What you produce should match the records exactly, line for line.

Extracted records
======
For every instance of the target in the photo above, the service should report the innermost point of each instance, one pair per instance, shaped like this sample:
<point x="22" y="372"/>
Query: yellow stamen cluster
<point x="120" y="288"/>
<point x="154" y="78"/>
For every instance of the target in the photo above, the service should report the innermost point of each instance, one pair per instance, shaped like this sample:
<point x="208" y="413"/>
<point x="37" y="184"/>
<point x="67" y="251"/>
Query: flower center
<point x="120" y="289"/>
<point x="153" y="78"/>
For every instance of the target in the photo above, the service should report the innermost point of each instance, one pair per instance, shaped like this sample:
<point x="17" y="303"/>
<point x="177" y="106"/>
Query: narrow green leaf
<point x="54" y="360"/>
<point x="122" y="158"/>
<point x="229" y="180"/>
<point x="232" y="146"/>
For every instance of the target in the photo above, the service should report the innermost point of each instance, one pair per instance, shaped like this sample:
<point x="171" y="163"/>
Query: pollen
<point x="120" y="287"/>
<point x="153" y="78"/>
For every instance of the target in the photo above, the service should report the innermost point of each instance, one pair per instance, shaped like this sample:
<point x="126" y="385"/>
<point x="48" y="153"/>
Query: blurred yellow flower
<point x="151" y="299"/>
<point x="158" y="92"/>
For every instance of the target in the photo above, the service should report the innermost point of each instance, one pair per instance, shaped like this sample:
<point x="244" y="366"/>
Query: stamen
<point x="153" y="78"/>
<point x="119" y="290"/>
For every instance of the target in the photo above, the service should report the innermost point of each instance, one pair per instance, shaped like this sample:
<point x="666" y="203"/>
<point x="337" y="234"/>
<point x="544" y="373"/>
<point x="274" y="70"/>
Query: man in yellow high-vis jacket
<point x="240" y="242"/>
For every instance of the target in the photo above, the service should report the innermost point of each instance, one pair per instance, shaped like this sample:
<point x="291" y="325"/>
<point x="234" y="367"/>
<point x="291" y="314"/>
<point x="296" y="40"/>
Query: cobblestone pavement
======
* Answer to the problem
For every instance of the target in the photo above, the service should report the innermost point of each instance, one pair per instance, shaped like this sample:
<point x="22" y="372"/>
Query: yellow stamen cluster
<point x="120" y="288"/>
<point x="154" y="78"/>
For every instance of the target in the photo above, the service should report the innermost point of each instance, one pair per instance, shaped like this sample:
<point x="208" y="413"/>
<point x="37" y="184"/>
<point x="67" y="251"/>
Query: flower center
<point x="120" y="289"/>
<point x="153" y="78"/>
For every instance of the target in the photo above, the service should report the innermost point of each instance, one pair per instance, shaped like this sample:
<point x="17" y="303"/>
<point x="177" y="106"/>
Query: narrow green leaf
<point x="54" y="360"/>
<point x="122" y="158"/>
<point x="229" y="180"/>
<point x="232" y="146"/>
For every instance of the target in the photo above, the service should report the innermost point of each instance, one pair per instance, shaped like this sample:
<point x="171" y="163"/>
Query: pollen
<point x="120" y="287"/>
<point x="153" y="78"/>
For every instance of the target in the photo above, the service should report the innermost point of each instance, one pair per instance, shaped like this sample:
<point x="126" y="385"/>
<point x="48" y="153"/>
Query: blurred yellow flower
<point x="151" y="299"/>
<point x="158" y="92"/>
For every instance of the target in the photo above, the service should report the innermost point of each instance, one pair per instance, shaped like this sample:
<point x="244" y="366"/>
Query: stamen
<point x="153" y="78"/>
<point x="119" y="290"/>
For every instance of the target in the photo above, the service should report the innermost point of each instance, one pair per instance, shaped like this sample:
<point x="666" y="203"/>
<point x="337" y="234"/>
<point x="544" y="373"/>
<point x="274" y="70"/>
Query: man in yellow high-vis jacket
<point x="240" y="242"/>
For every instance of the target in the photo above, the service should report the innermost point of each instance, one pair per instance, shaped like this sample:
<point x="291" y="325"/>
<point x="234" y="367"/>
<point x="291" y="314"/>
<point x="296" y="40"/>
Query: cobblestone pavement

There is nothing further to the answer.